- PROBLEM DESCRIPTION: Please output the records below in full, exactly as given, but without the images.

- DATA EXCERPTS:
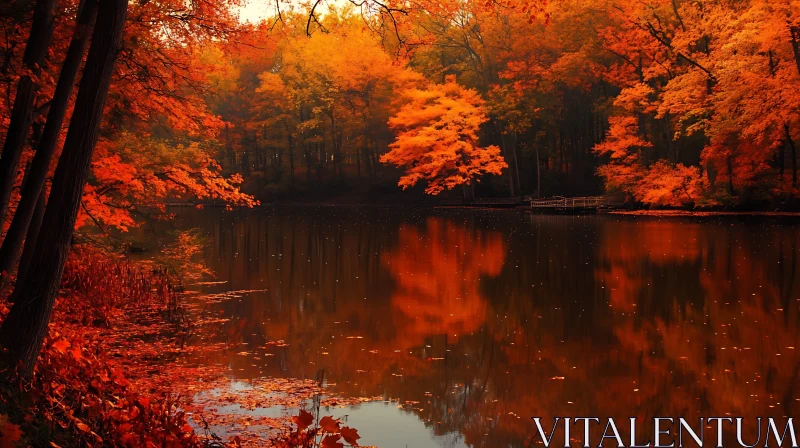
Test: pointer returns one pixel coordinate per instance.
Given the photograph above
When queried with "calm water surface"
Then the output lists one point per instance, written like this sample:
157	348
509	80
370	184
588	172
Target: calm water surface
468	323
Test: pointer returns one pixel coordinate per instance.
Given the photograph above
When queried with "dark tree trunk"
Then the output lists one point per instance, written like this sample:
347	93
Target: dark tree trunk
291	156
37	174
22	113
793	152
795	32
538	174
26	325
31	238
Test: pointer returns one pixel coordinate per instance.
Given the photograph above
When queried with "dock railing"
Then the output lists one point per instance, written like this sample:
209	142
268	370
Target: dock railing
560	202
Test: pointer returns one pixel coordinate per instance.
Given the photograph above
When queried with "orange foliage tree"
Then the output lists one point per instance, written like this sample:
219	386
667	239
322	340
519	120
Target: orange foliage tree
437	139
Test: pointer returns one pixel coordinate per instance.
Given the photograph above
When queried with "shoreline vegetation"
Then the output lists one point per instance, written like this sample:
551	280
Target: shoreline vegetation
114	372
110	104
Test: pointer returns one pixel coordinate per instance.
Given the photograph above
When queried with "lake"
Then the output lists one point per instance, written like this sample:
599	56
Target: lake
467	323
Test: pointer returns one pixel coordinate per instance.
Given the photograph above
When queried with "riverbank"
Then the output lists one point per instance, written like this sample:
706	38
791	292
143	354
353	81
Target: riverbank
116	369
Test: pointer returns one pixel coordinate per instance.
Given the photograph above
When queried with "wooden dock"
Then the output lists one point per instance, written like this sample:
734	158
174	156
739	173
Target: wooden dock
579	205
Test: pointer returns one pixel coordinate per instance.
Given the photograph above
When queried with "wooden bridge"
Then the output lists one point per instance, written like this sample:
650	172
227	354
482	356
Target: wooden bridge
560	204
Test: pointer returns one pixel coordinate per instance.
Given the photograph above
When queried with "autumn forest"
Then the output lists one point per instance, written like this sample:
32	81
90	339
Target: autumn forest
135	132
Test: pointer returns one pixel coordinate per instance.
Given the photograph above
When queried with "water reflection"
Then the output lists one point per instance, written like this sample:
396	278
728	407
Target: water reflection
476	321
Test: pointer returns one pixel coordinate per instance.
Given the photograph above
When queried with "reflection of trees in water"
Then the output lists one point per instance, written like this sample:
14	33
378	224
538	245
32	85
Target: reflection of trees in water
639	317
437	270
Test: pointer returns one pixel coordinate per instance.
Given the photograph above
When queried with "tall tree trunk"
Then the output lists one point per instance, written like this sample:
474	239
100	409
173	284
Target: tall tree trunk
31	238
538	174
291	156
24	329
793	151
44	14
795	33
37	174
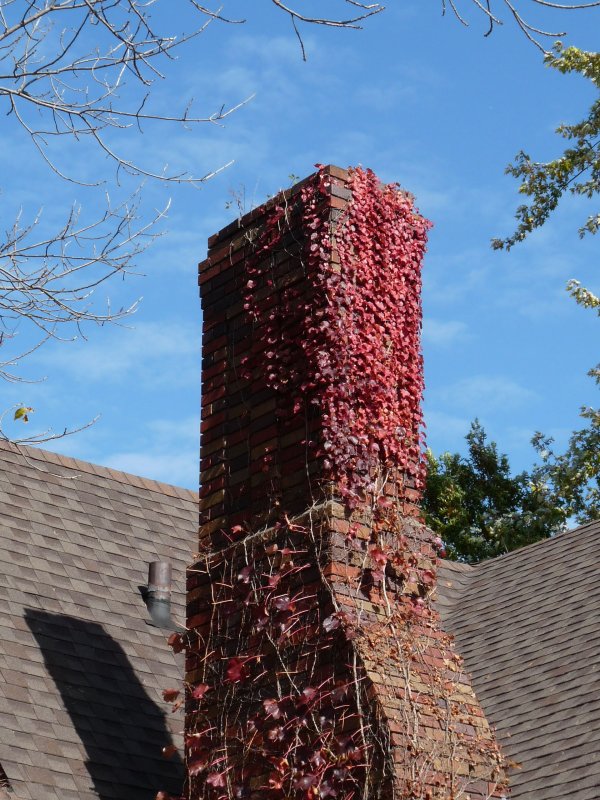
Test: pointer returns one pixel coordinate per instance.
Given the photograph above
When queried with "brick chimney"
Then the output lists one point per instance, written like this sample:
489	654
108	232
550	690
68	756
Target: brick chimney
316	664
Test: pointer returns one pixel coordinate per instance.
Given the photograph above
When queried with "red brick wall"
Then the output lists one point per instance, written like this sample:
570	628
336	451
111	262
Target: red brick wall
316	665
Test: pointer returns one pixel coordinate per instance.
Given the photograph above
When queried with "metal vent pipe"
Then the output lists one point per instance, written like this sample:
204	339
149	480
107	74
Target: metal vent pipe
159	593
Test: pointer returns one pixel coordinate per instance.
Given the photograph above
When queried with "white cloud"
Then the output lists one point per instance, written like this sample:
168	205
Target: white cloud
486	392
155	353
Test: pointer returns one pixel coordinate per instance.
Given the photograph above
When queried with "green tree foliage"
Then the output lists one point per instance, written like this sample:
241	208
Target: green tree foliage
479	509
571	480
576	171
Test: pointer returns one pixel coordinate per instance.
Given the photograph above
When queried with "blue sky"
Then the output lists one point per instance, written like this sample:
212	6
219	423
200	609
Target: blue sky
418	98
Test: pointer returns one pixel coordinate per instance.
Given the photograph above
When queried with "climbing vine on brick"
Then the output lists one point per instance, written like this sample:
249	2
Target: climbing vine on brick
315	660
351	346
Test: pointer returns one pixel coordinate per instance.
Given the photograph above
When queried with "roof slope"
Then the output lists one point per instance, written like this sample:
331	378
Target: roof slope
81	668
528	627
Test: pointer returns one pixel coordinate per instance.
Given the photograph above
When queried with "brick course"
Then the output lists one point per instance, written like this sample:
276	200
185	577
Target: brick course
406	723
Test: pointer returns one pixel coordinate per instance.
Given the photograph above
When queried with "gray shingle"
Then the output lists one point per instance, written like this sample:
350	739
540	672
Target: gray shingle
528	626
81	712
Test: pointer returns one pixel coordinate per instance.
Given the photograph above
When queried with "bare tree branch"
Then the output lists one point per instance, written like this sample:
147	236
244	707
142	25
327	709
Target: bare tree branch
533	33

- THE COMPLETED TASK:
Test: pointer returns one pixel coordinate per instance.
Given the photograph above
When queried with "calm water surface"
Then the output lists one point per instance, written like this sample:
157	348
509	80
370	184
588	172
Target: calm water surface
468	323
Test: pointer returns one pixel coordinate per instance.
Given the photograph above
When queried with "dark tree trunk"
Then the output lists one point per instance, written like this sample:
347	93
Target: dark tree trunk
291	156
37	174
22	113
793	152
795	32
538	174
26	325
31	238
Test: pointer returns one pixel coordinate per instance.
Given the photograph above
When queried with "dock railing"
Then the output lists one point per instance, written like this sample:
209	142
268	370
Target: dock railing
560	202
Test: pointer returns one pixel coordinate per instance.
Given the photograph above
When queried with "orange foliage tree"
Then the output lists one point per instance, written like this sample:
219	386
667	239
322	340
519	120
Target: orange foliage tree
437	139
Test: pointer returns one pixel coordinate per instance.
Given the photograph above
When queried with "shoreline vegetation"
Then the output lists one point per instance, written like this sample:
551	280
Target: shoreline vegetation
114	372
110	104
Test: pointer returns one pixel coordinate per instance.
Given the photograph above
When queried with "lake"
Then the output lists one point per instance, written like this sample:
599	56
Target: lake
467	323
Test: pointer returns one pixel coordinate per instance.
Given the photograph above
When queried with "riverbank"
Then the output lists one point per instance, written like this sample:
706	38
791	292
143	354
353	81
Target: riverbank
116	369
Test: pointer returns one pixel coordinate per instance.
Given the photograph above
When queried with "wooden dock"
Then the output lists one point per instance, written like this sample:
734	158
174	156
739	173
Target: wooden dock
579	205
Test: pointer returns one pixel coordinate per instance.
Given the photograph above
When queried with "wooden bridge"
Then the output lists one point per instance, written like this sample:
650	172
227	354
482	356
Target: wooden bridge
560	204
Test: pointer returns one pixel coordinate per instance.
Given the photograph above
When queried with "autumn forest"
Then the output lists one point per instance, written like this sample:
32	81
90	339
Target: autumn forest
135	132
Test: pointer returns one pixel coordinate per instance.
Given the photograph above
When queried with "water reflection"
Then the output lists one point per instance, written like this sample:
396	278
728	407
Target: water reflection
476	321
Test: pointer returns one pixel coordinate per instance.
Given the photograph above
When queried with "reflection of trees in water"
Then the output lists one point per instance, written like this sample:
14	33
378	224
538	245
32	85
Target: reflection of trees in water
639	317
437	270
Test: pointer returns one pixel coordinate per instance.
Given the photograph above
When queried with "tall tree trunk"
Then the output lists one point per instance, written like this sample:
474	239
100	409
173	284
Target: tall tree trunk
31	238
538	174
291	156
24	329
793	151
44	14
795	33
37	174
Test: pointer returns one pixel coordinate per instance.
Given the photograph above
When queried with "brick chimney"
Then the output lists one point per instance, written like this sample:
489	654
108	232
550	690
68	756
Target: brick chimney
316	664
Test: pointer returns one pixel coordinate per instance.
Given the photograph above
When queried with "red brick wall"
Then the output lists one point per instance, written like this sample:
570	628
336	451
111	262
Target: red brick wall
316	665
Test: pointer returns one pixel coordinate per instance.
Given the photograph above
When queried with "metal vent pipe"
Then the output lists one point per instance, written like this sample:
204	339
149	480
107	74
Target: metal vent pipe
159	593
Test: pointer returns one pixel coordinate per instance.
Given the photograph above
When queried with "white cloud"
Then the output lists one point per instance, written like this sample:
168	205
Target: white cloud
486	392
155	353
Test: pointer returns one pixel coordinate per instance.
Given the photograph above
When queried with "green tree foliage"
Then the output lists one point per instance, written like this sample:
241	208
Target: green tree foliage
479	509
571	480
576	171
Test: pointer returns one pixel coordinate per instance.
Given the photograph above
When queried with "blue sky"
Then the output lists one point per instance, written like this sample:
212	6
219	423
200	609
Target: blue sky
418	98
Test: pointer returns one pixel coordinate per instance.
Given the photograph above
When queried with "climbing vine on brick"
Then the output lists one point per instance, written like this sample:
249	2
Target: climbing vine on brick
315	660
351	346
Test: pointer returns one pixel coordinate per instance.
Given the photograph above
When queried with "roof slope"
Then the output lists one point per instance, written like this sample:
331	378
Target: roof slope
81	668
528	627
Test: pointer returns one pixel coordinate per instance.
Given the photograph above
When queried with "brick course"
Then the output lists one point per instance, written like this sample:
276	200
185	577
Target: brick course
406	723
Test: pointer returns one pixel coordinate per instance.
Given the photograph above
When queried with "gray shingle"
Then the output lists one point per instance, written like this sample:
350	739
540	672
Target: gray shingle
528	626
81	712
Test: pointer returns one pixel coordinate per instance.
Given the photograph above
When queried with "bare tree branch"
Then the output lists one point per instance, written like this sample:
147	236
244	707
142	25
327	709
Target: bare tree branch
533	33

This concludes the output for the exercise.